* _Supplied records_:
'''

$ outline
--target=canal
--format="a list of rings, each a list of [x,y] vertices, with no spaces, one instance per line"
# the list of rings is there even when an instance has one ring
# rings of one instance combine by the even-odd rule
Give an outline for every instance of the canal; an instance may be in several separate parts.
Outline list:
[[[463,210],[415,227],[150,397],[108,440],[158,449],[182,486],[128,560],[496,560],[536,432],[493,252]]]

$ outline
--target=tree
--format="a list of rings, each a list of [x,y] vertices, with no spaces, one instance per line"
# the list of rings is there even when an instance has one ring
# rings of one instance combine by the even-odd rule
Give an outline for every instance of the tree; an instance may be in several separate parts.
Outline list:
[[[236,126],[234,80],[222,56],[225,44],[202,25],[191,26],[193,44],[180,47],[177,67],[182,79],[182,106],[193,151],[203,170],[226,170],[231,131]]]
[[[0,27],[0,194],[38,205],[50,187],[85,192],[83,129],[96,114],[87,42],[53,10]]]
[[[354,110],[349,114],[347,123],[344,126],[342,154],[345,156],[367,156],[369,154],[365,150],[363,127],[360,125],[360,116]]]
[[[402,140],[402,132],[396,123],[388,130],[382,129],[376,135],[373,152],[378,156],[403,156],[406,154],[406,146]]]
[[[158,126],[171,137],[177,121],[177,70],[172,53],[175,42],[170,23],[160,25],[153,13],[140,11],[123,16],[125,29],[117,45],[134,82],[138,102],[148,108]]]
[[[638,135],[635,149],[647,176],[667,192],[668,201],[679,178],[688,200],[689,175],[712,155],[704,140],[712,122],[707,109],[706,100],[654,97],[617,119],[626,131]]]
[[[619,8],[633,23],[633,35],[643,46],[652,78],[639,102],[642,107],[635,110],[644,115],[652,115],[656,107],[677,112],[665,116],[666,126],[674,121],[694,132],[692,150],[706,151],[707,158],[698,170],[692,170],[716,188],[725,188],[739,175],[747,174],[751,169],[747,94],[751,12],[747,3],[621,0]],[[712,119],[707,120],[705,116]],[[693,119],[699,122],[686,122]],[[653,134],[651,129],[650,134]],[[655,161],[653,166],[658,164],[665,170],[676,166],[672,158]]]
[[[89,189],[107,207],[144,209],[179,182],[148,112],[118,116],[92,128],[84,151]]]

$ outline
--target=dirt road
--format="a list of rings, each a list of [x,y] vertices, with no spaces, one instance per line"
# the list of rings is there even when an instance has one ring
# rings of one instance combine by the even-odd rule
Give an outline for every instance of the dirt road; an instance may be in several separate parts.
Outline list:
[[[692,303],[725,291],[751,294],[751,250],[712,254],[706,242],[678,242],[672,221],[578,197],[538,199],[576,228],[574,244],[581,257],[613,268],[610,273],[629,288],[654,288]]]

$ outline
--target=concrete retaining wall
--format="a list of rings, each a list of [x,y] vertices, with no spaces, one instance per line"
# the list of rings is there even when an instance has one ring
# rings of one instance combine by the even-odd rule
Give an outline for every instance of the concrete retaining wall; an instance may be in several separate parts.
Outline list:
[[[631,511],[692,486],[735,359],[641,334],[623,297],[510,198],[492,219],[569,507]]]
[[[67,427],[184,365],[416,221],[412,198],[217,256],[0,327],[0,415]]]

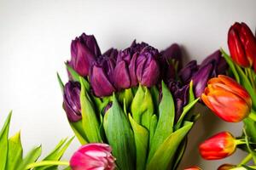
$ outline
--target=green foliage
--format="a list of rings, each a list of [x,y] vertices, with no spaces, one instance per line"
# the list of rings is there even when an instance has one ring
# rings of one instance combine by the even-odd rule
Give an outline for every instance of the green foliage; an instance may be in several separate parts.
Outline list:
[[[134,134],[127,116],[119,105],[115,95],[113,95],[113,105],[107,111],[103,127],[113,155],[117,158],[119,169],[135,169],[136,146]]]
[[[9,129],[11,120],[10,112],[0,132],[0,169],[1,170],[25,170],[33,167],[32,165],[38,163],[38,159],[41,156],[42,147],[38,146],[32,149],[25,157],[23,157],[23,149],[20,141],[20,132],[9,139]],[[55,161],[41,166],[35,170],[52,170],[57,169],[56,162],[61,158],[64,152],[69,146],[73,138],[61,140],[56,147],[43,161]]]

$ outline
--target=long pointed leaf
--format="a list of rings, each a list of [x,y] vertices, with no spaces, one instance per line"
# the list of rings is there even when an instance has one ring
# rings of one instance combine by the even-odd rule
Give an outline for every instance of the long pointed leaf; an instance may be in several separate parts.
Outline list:
[[[147,152],[148,145],[148,131],[143,126],[137,124],[129,114],[129,120],[132,127],[134,133],[135,144],[136,144],[136,155],[137,155],[137,170],[144,170],[146,161],[147,161]]]
[[[86,91],[84,81],[80,77],[81,93],[80,103],[82,124],[89,142],[102,142],[100,124],[95,112],[93,103]]]
[[[20,132],[9,139],[7,169],[16,170],[22,162],[23,149],[20,141]]]
[[[147,165],[147,170],[168,169],[175,161],[174,156],[181,141],[187,135],[193,122],[172,133],[158,148]]]
[[[134,136],[123,109],[120,107],[115,95],[113,95],[112,107],[107,111],[103,127],[113,155],[117,158],[119,169],[135,169],[136,148]]]
[[[8,134],[9,129],[9,122],[12,116],[12,111],[9,114],[4,125],[0,132],[0,169],[6,167],[8,156]]]
[[[162,100],[159,106],[159,120],[150,145],[148,160],[150,160],[159,146],[173,132],[175,106],[170,90],[162,82]]]

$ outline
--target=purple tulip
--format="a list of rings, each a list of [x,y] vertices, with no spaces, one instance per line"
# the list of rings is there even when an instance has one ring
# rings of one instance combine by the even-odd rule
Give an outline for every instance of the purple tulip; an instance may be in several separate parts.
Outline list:
[[[82,118],[80,105],[80,84],[78,82],[69,81],[64,87],[64,110],[71,122]]]
[[[177,63],[177,71],[183,67],[183,58],[182,51],[178,44],[173,43],[166,49],[160,52],[160,55],[164,57],[168,63],[172,63],[172,60],[174,60],[174,63]]]
[[[199,71],[192,76],[194,93],[196,98],[201,97],[204,92],[208,80],[211,78],[211,73],[213,66],[212,64],[206,65],[199,69]]]
[[[71,43],[71,60],[67,64],[80,76],[89,74],[90,65],[101,55],[101,50],[93,35],[83,33]]]
[[[182,86],[180,82],[170,81],[168,88],[173,95],[175,103],[175,122],[177,122],[183,112],[183,107],[189,102],[189,85]]]
[[[113,69],[116,49],[110,49],[92,63],[90,69],[90,81],[93,92],[97,97],[109,96],[115,91]]]
[[[137,84],[136,76],[136,60],[138,53],[128,48],[119,53],[113,71],[114,86],[119,89],[129,88]]]
[[[178,76],[184,84],[188,84],[197,71],[198,65],[196,60],[191,60],[179,71]]]
[[[144,48],[136,60],[136,76],[142,85],[152,87],[160,78],[159,52],[151,46]]]

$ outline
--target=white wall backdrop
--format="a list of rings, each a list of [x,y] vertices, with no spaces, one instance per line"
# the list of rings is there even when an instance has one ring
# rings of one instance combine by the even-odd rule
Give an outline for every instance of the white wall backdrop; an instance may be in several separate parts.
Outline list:
[[[219,47],[227,49],[234,21],[254,29],[255,7],[255,0],[0,0],[0,125],[13,110],[10,133],[21,129],[26,152],[42,144],[45,154],[73,135],[56,71],[67,81],[64,61],[70,58],[71,39],[84,31],[96,36],[102,51],[125,48],[134,38],[160,49],[176,42],[186,56],[201,61]],[[181,167],[216,168],[220,162],[200,158],[197,144],[220,130],[239,135],[240,128],[203,111]],[[75,140],[65,158],[78,146]],[[237,162],[242,156],[236,152],[221,162]]]

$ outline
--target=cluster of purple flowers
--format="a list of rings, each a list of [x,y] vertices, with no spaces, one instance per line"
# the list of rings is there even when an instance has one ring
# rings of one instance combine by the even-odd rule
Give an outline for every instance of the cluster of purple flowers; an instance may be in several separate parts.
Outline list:
[[[182,51],[174,43],[159,50],[148,43],[133,41],[125,49],[110,48],[102,54],[93,35],[83,33],[71,43],[71,60],[67,65],[90,82],[96,97],[111,95],[113,92],[137,87],[160,87],[164,81],[169,87],[179,115],[188,102],[189,82],[193,81],[196,97],[201,96],[207,80],[224,74],[227,64],[219,50],[204,60],[201,65],[192,60],[183,67]],[[72,122],[79,120],[79,83],[70,81],[64,88],[64,108]]]

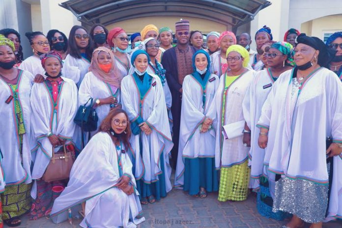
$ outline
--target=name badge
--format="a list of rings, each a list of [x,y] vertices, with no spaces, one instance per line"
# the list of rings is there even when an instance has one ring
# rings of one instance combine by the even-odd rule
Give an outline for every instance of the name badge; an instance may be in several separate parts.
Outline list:
[[[11,101],[13,99],[13,96],[11,95],[10,95],[8,98],[6,99],[6,101],[5,101],[5,103],[6,104],[9,104],[9,102],[11,102]]]
[[[211,78],[209,80],[209,82],[214,82],[216,80],[216,79],[215,78]]]
[[[269,84],[265,85],[263,86],[262,86],[262,88],[265,89],[265,88],[269,88],[270,87],[272,86],[272,83],[270,83]]]

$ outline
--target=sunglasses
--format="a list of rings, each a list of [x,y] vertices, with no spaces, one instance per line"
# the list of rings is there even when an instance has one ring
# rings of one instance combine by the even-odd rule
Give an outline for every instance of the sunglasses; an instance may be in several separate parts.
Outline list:
[[[283,54],[277,54],[276,53],[265,53],[264,55],[267,58],[274,58],[277,56],[283,56]]]
[[[78,40],[82,39],[82,38],[85,40],[87,40],[89,39],[89,35],[87,34],[83,34],[82,35],[81,34],[75,34],[75,38]]]
[[[146,47],[147,48],[159,48],[159,47],[160,47],[160,45],[159,44],[149,44],[148,45],[146,45]]]
[[[227,61],[232,61],[233,59],[234,59],[235,61],[237,61],[238,60],[240,60],[240,58],[241,58],[242,57],[241,56],[234,56],[234,57],[227,57]]]
[[[63,36],[58,36],[58,37],[53,36],[51,37],[51,41],[52,42],[56,42],[57,41],[57,40],[59,40],[59,41],[63,42],[64,41],[64,38],[63,38]]]
[[[127,125],[127,120],[120,121],[119,119],[114,119],[113,120],[113,121],[114,122],[114,124],[115,124],[116,126],[119,126],[120,123],[121,123],[121,124],[122,124],[122,126],[123,126],[124,127]]]
[[[185,32],[179,31],[179,32],[177,32],[177,34],[178,34],[178,35],[180,36],[182,35],[189,35],[189,33],[188,31],[185,31]]]
[[[38,41],[37,43],[33,43],[34,44],[38,44],[39,46],[48,46],[49,45],[49,41]]]
[[[122,42],[125,41],[127,41],[127,42],[129,41],[129,38],[128,38],[128,37],[117,37],[117,38],[120,39],[120,40],[121,40]]]
[[[337,50],[337,47],[340,46],[340,49],[342,49],[342,43],[341,44],[330,44],[329,46],[333,50]]]

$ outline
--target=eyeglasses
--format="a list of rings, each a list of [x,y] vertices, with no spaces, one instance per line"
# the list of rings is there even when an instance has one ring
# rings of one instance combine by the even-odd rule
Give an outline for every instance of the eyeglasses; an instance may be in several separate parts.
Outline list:
[[[38,41],[37,43],[33,43],[34,44],[38,44],[39,46],[48,46],[49,45],[49,41]]]
[[[274,58],[277,56],[283,56],[283,54],[277,54],[276,53],[265,53],[264,54],[264,56],[267,58]]]
[[[179,32],[177,32],[177,34],[178,34],[178,35],[179,35],[179,36],[181,36],[182,35],[189,35],[189,32],[188,31],[185,31],[185,32],[179,31]]]
[[[227,61],[231,61],[233,59],[234,59],[235,61],[237,61],[238,60],[239,60],[240,58],[241,58],[242,57],[241,56],[234,56],[234,57],[227,57]]]
[[[333,50],[337,50],[337,47],[340,46],[340,49],[342,49],[342,43],[341,44],[330,44],[329,46]]]
[[[112,121],[114,122],[114,124],[115,124],[116,126],[119,125],[120,123],[121,124],[122,124],[122,126],[123,126],[124,127],[127,125],[127,120],[120,121],[119,119],[114,119]]]
[[[75,34],[75,38],[77,39],[78,40],[81,40],[83,38],[85,40],[87,40],[89,39],[89,35],[87,34]]]
[[[57,40],[58,40],[59,41],[64,41],[64,38],[63,38],[63,36],[58,36],[57,37],[56,37],[55,36],[53,36],[51,37],[51,41],[52,42],[56,42]]]
[[[127,42],[129,41],[129,38],[128,38],[128,37],[117,37],[117,38],[118,38],[119,39],[120,39],[120,40],[121,40],[121,41],[122,41],[122,42],[123,42],[123,41],[127,41]]]
[[[159,45],[159,44],[149,44],[148,45],[146,45],[146,47],[148,48],[159,48],[160,45]]]

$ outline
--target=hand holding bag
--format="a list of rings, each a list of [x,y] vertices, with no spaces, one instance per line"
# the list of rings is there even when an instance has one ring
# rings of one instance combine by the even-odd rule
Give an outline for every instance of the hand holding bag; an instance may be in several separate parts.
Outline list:
[[[74,162],[74,151],[67,150],[65,144],[63,144],[64,153],[55,153],[52,147],[52,157],[43,175],[43,180],[47,182],[69,179],[70,171]]]

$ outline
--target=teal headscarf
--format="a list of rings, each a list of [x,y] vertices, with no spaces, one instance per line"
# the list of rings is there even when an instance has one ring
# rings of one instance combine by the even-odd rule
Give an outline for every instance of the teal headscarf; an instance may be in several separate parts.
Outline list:
[[[270,48],[275,48],[279,50],[283,54],[286,56],[285,64],[288,66],[294,66],[294,60],[293,60],[293,47],[287,42],[277,42],[271,45]]]
[[[207,65],[207,71],[209,72],[209,69],[210,67],[210,57],[209,56],[209,54],[207,52],[202,50],[200,50],[197,51],[193,56],[193,68],[194,69],[194,70],[195,72],[197,72],[196,66],[195,65],[195,59],[196,58],[196,56],[200,54],[204,54],[205,55],[205,57],[207,57],[207,60],[208,61],[208,65]]]

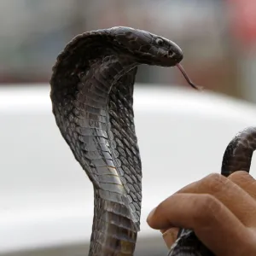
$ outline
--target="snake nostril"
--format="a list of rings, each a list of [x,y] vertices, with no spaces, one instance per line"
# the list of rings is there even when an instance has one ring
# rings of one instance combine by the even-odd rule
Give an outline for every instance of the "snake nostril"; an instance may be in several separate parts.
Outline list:
[[[169,56],[169,57],[173,57],[174,55],[175,55],[175,53],[174,53],[172,49],[169,49],[169,50],[168,50],[168,56]]]

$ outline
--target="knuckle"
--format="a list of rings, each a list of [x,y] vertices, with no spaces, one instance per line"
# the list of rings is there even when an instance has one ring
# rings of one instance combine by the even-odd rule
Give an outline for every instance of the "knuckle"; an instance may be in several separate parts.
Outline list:
[[[213,194],[222,191],[228,182],[229,180],[225,177],[218,173],[212,173],[202,180],[204,186],[209,189],[210,193]]]
[[[247,172],[238,171],[230,175],[228,178],[232,182],[239,184],[240,183],[247,183],[250,181],[252,179],[252,177]]]
[[[209,221],[219,212],[221,204],[209,194],[201,194],[195,201],[193,219],[197,225],[207,225]]]

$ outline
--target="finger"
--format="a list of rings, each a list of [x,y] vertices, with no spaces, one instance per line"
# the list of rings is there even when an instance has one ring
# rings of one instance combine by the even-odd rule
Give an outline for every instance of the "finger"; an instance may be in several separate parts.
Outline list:
[[[238,171],[230,175],[228,179],[237,184],[256,200],[256,180],[248,172]]]
[[[247,229],[238,218],[210,195],[174,194],[160,203],[147,221],[153,229],[182,227],[193,230],[216,255],[237,253],[248,236]]]
[[[255,222],[256,201],[227,177],[213,173],[177,193],[209,194],[224,204],[244,224]]]
[[[177,240],[178,231],[178,228],[171,228],[163,233],[163,239],[169,249]]]

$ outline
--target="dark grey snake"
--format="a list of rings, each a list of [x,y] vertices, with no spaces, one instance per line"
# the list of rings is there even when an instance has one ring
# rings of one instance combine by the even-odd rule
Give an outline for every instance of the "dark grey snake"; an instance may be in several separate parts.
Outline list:
[[[133,85],[141,64],[173,67],[173,42],[145,31],[113,27],[85,32],[60,54],[50,79],[56,124],[93,183],[89,255],[133,255],[140,229],[142,166],[133,120]],[[192,84],[191,84],[192,85]],[[249,171],[256,129],[228,146],[222,174]],[[192,230],[181,230],[169,255],[212,255]]]

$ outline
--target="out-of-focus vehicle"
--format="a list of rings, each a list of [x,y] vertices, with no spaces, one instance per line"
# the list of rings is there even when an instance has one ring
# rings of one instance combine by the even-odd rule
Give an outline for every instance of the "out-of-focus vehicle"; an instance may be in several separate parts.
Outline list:
[[[166,255],[150,210],[211,172],[256,107],[219,95],[137,84],[136,131],[143,162],[141,232],[136,255]],[[86,255],[92,184],[61,137],[49,86],[0,88],[0,254]],[[253,163],[252,167],[253,169]],[[149,254],[148,254],[149,253]]]

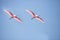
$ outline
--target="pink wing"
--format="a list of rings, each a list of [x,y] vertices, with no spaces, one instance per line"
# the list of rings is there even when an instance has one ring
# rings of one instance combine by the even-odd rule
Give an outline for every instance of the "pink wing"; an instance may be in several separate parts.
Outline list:
[[[12,12],[10,12],[9,10],[4,10],[10,17],[12,17],[13,16],[13,13]]]
[[[22,20],[20,18],[18,18],[17,16],[15,16],[14,19],[17,20],[18,22],[22,23]]]
[[[34,14],[31,10],[27,10],[27,9],[26,9],[26,11],[27,11],[29,14],[31,14],[33,17],[35,16],[35,14]]]
[[[39,16],[36,19],[39,20],[42,23],[45,23],[44,20],[42,18],[40,18]]]

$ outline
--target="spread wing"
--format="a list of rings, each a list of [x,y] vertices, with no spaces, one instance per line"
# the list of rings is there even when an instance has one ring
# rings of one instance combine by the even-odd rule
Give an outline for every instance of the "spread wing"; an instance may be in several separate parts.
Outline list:
[[[27,11],[29,14],[31,14],[33,17],[35,16],[35,14],[34,14],[31,10],[27,10],[27,9],[26,9],[26,11]]]
[[[10,12],[9,10],[4,10],[10,17],[12,17],[13,16],[13,13],[12,12]]]
[[[17,16],[15,16],[14,19],[17,20],[18,22],[22,23],[22,20],[20,18],[18,18]]]
[[[42,23],[45,23],[44,20],[43,20],[42,18],[40,18],[39,16],[37,16],[36,19],[39,20],[39,21],[42,22]]]

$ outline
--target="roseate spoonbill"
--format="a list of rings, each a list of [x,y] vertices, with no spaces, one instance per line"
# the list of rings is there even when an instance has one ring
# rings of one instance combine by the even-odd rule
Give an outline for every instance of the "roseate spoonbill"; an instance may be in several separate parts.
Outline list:
[[[18,18],[16,15],[14,15],[11,11],[4,9],[4,12],[6,12],[11,18],[17,20],[18,22],[22,23],[22,20]]]
[[[31,14],[33,16],[32,19],[36,18],[40,22],[45,23],[44,20],[41,17],[39,17],[38,15],[36,15],[33,11],[26,9],[26,12],[28,12],[29,14]]]

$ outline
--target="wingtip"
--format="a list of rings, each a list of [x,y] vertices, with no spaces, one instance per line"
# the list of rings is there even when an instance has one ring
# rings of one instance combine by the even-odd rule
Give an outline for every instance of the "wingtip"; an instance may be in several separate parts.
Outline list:
[[[45,22],[42,22],[42,23],[44,23],[44,24],[45,24]]]

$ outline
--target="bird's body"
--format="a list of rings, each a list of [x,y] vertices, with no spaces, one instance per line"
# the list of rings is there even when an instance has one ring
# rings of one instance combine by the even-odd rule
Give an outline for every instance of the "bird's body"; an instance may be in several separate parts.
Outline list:
[[[18,18],[16,15],[14,15],[11,11],[9,10],[4,10],[11,18],[17,20],[18,22],[22,23],[22,20]]]
[[[31,10],[26,10],[29,14],[31,14],[32,16],[33,16],[33,18],[36,18],[37,20],[39,20],[40,22],[42,22],[42,23],[45,23],[44,22],[44,20],[41,18],[41,17],[39,17],[38,15],[36,15],[34,12],[32,12]],[[32,18],[32,19],[33,19]]]

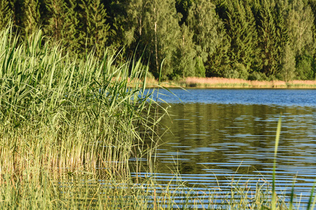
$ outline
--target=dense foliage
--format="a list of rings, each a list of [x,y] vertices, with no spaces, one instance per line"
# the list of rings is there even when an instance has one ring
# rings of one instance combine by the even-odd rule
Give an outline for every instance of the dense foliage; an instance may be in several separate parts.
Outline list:
[[[41,27],[74,55],[123,49],[163,79],[313,80],[315,18],[315,0],[0,0],[0,29]]]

'''

* _Set exercise_: Return every line of the records that contains the string "white", matching case exactly.

* _Answer to the problem_:
--target=white wall backdrop
Give an outline for every instance of the white wall backdrop; an instance may be in several separate parts.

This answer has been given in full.